Requirement:
Filter the listing below down to the lines holding the word "dark", and copy those lines.

Records supplied:
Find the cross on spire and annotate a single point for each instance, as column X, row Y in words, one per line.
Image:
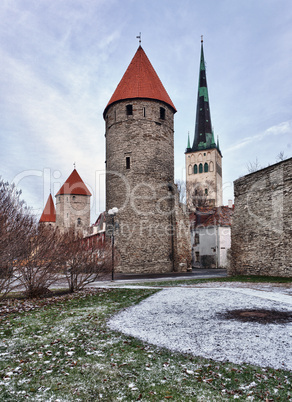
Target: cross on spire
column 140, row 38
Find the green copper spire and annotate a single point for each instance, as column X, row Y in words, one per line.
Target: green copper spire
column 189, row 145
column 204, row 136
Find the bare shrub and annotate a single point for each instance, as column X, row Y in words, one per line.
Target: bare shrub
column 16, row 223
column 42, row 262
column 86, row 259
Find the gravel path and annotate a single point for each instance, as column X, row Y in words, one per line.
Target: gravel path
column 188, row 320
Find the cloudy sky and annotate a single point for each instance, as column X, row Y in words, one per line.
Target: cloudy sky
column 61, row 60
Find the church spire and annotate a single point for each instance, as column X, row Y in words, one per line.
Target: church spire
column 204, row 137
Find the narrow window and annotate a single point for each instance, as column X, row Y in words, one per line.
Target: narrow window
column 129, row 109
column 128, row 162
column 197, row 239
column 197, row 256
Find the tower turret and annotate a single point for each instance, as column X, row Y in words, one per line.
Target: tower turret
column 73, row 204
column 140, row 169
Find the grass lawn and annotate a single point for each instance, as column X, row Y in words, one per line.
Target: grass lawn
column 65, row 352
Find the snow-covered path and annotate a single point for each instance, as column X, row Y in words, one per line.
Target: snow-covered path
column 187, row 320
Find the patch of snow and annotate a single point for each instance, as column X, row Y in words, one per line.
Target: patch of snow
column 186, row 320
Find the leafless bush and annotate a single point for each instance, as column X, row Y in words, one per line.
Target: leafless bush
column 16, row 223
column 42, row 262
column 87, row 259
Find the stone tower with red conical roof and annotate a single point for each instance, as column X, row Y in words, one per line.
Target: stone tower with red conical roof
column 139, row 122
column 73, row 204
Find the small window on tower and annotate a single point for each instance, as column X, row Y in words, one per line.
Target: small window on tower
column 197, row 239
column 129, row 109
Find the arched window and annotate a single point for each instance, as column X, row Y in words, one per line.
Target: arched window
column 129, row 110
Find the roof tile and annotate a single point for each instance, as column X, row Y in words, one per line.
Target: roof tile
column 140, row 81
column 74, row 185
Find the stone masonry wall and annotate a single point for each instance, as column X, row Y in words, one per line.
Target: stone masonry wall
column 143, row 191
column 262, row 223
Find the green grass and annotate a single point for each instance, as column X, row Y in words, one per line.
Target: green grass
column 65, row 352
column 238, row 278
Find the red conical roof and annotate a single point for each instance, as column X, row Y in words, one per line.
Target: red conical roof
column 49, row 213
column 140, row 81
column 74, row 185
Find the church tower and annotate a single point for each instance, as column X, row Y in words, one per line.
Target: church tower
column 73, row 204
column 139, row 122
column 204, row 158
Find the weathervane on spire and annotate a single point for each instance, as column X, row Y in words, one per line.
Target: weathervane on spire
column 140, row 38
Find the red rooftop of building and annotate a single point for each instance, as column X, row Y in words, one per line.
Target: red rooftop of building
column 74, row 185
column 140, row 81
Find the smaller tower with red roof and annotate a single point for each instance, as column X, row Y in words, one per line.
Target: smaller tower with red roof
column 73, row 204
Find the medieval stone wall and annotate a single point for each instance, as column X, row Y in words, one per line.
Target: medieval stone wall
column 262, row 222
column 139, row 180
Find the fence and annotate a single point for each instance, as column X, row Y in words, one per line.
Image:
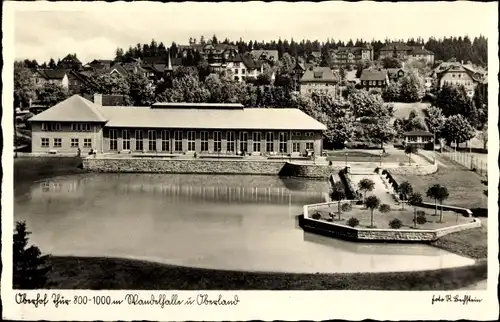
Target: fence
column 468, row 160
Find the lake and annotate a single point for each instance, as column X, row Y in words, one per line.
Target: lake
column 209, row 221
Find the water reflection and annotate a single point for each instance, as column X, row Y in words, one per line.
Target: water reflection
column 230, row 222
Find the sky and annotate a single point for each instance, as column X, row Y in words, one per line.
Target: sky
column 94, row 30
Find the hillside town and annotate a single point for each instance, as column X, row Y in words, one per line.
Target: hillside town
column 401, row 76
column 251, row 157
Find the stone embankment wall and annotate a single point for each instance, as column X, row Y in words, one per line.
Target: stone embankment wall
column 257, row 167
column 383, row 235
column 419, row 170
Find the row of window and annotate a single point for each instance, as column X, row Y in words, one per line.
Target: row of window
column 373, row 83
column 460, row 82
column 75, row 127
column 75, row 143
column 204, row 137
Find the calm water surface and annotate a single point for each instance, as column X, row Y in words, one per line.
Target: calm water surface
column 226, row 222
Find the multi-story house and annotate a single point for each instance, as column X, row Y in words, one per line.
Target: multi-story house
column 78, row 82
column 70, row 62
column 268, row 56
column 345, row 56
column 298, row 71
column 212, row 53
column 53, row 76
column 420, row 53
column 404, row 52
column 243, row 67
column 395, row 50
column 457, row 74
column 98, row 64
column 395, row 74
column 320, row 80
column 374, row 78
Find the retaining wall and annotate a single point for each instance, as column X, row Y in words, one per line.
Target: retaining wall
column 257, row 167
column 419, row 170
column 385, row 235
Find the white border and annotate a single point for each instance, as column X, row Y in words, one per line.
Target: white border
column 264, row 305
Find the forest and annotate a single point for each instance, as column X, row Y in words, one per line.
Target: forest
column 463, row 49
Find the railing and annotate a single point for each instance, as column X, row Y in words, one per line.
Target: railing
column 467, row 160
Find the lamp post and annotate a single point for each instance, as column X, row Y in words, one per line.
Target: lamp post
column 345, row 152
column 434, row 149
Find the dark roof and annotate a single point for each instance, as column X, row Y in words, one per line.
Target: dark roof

Result of the exercise:
Find the dark roof and annotate a single point for each instance, as column X, row Y in words, one per line.
Target: dark roof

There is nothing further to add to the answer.